Start of Block
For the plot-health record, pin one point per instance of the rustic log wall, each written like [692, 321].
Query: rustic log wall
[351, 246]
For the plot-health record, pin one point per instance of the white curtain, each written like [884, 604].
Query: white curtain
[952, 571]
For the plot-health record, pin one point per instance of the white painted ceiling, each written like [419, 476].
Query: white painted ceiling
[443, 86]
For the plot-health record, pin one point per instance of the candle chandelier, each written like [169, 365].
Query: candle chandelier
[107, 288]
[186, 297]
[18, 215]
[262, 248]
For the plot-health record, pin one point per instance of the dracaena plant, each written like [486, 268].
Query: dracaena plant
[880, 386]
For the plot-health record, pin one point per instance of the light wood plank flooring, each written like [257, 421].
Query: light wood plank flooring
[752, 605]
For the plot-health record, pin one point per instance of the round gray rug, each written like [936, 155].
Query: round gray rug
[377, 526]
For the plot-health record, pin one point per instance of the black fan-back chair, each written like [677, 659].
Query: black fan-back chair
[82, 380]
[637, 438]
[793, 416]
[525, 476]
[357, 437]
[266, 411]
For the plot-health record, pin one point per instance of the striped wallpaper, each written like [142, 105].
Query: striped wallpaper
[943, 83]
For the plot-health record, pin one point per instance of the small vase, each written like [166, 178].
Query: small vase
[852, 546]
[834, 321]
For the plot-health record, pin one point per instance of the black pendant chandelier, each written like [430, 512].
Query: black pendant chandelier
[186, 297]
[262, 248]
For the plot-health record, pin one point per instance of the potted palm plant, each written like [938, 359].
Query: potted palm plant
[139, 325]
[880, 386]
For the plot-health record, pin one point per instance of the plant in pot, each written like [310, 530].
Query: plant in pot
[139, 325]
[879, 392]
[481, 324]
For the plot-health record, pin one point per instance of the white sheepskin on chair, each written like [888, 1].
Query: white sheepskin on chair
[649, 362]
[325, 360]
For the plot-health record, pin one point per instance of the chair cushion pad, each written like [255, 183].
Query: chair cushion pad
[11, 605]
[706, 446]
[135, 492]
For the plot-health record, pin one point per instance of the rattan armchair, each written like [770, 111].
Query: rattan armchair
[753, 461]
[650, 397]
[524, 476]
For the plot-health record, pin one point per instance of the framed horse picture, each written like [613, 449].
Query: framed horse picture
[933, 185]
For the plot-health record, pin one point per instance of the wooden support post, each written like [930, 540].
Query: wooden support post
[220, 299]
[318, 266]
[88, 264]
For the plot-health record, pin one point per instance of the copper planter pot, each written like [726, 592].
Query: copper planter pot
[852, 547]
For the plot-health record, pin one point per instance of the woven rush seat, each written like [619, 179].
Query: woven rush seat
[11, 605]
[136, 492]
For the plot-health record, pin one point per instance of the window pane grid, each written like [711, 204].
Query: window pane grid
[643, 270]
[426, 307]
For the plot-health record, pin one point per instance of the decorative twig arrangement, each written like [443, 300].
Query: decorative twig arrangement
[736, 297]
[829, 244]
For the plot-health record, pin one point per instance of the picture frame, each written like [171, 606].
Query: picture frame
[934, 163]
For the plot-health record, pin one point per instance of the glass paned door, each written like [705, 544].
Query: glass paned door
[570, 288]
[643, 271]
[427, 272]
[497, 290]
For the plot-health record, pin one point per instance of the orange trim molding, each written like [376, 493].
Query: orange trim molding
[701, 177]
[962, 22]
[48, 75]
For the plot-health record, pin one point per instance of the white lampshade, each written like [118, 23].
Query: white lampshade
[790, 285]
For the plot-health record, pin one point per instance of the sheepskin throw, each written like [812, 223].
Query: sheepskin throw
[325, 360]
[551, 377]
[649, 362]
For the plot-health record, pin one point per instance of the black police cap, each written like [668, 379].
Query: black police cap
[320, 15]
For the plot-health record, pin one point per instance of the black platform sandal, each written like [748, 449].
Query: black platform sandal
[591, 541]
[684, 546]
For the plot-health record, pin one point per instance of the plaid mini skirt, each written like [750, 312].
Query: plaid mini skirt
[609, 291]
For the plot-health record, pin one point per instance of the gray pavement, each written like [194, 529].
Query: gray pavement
End of Block
Give the records again, complete and exact.

**Answer to the problem:**
For the plot-health record, pin one point per instance of the rustic log wall, each written like [692, 321].
Query: rustic log wall
[351, 246]
For the plot-health record, pin one point per instance of the white curtain, each written like [884, 604].
Query: white curtain
[952, 571]
For the plot-health record, pin one point per instance of the white painted ceiling, each written like [419, 476].
Query: white painted ceiling
[443, 86]
For the plot-health record, pin one point per instance of the candle chandelier, each written like [169, 365].
Query: candle chandelier
[107, 288]
[186, 297]
[18, 215]
[262, 248]
For the plot-health record, pin one point per instance of the dracaena plant, each written like [486, 268].
Query: dracaena plant
[880, 386]
For the plot-health record, pin one point per instance of the light wood plank flooring, each written like [257, 421].
Query: light wood plank flooring
[752, 605]
For the plot-health record, pin one point per instance of the round gray rug, each written like [936, 155].
Query: round gray rug
[377, 526]
For the plot-health record, pin one point per instance of the black fan-back chair, each written like [677, 659].
Query: black fan-back chair
[82, 380]
[637, 438]
[793, 416]
[525, 476]
[357, 437]
[266, 411]
For the plot-health record, pin one point per instance of the striped wallpaper, each written like [142, 105].
Query: striped wallpaper
[943, 83]
For the plot-health record, pin one point per instance of the small vase, each written like [166, 178].
Query: small vase
[852, 546]
[834, 321]
For the plot-health record, pin one point per instance of the black pendant chandelier, each written like [430, 512].
Query: black pendant chandelier
[186, 297]
[262, 248]
For the plot-health record, pin one point per instance of the potted palm plant, each written like [938, 359].
Query: potted palm plant
[139, 325]
[880, 386]
For the plot-health record, pin one point per instance of the plant in pot, each written like [310, 530].
Query: plant in pot
[139, 325]
[879, 392]
[481, 324]
For the plot-health record, pin one point per instance of the white sheepskin on chair, each written like [888, 1].
Query: white sheepskin on chair
[649, 362]
[325, 360]
For the plot-health record, pin one point per instance of the chair cushion pad, each written like [255, 183].
Query: chair cushion pad
[11, 605]
[706, 446]
[135, 492]
For the plot-health record, pin one point per instance of the rattan armchair, each written like [770, 111].
Query: rattan armchair
[753, 461]
[650, 397]
[524, 476]
For the plot-health record, pin one point per instance of the framed horse picture, each written like [613, 449].
Query: framed horse picture
[933, 185]
For the plot-health record, pin one point per instance of the wooden support post, each written like [930, 540].
Query: wooden support post
[220, 299]
[318, 266]
[88, 264]
For the plot-health record, pin one point per instance of the copper planter pot, each written like [726, 592].
Query: copper planter pot
[852, 547]
For the plot-health record, pin one point per instance of the woven rush seat, each written like [619, 179].
Query: woven rush seat
[11, 605]
[136, 492]
For the plot-health record, pin one point per instance of the window pane grid, each written like [711, 204].
Query: window pane grid
[643, 270]
[426, 307]
For the plot-health record, pin one point per instance of the decorative twig arrangement, each written like [443, 300].
Query: decorative twig arrangement
[736, 297]
[829, 244]
For the plot-health record, pin one point per instance of the picture frame, each written like [171, 606].
Query: picture frame
[934, 163]
For the plot-health record, pin one point per instance of the glass paned door, each written like [705, 544].
Query: glass paned door
[570, 288]
[643, 271]
[427, 272]
[497, 290]
For the plot-health record, pin one point per instance of the orange trim molding, each written like [376, 493].
Query: orange trim molding
[701, 177]
[962, 22]
[48, 75]
For the plot-health record, pin one point per instance of the white lampshade, each written like [118, 23].
Query: white lampshade
[790, 285]
For the plot-health record, pin one point per instance of the sheepskin throw, each written like [812, 223].
Query: sheepskin throw
[325, 360]
[551, 377]
[649, 362]
For the plot-health record, pin one point per instance of the black police cap, each written like [668, 379].
Query: black police cap
[320, 15]
For the plot-health record, pin one point per instance of the black platform sandal, each written like [748, 449].
Query: black platform sandal
[591, 541]
[684, 546]
For the plot-health record, pin one point per instance of the plaid mini skirt, each written like [750, 312].
Query: plaid mini skirt
[609, 291]
For the plot-health record, pin one point per instance of the gray pavement, each written like [194, 529].
Query: gray pavement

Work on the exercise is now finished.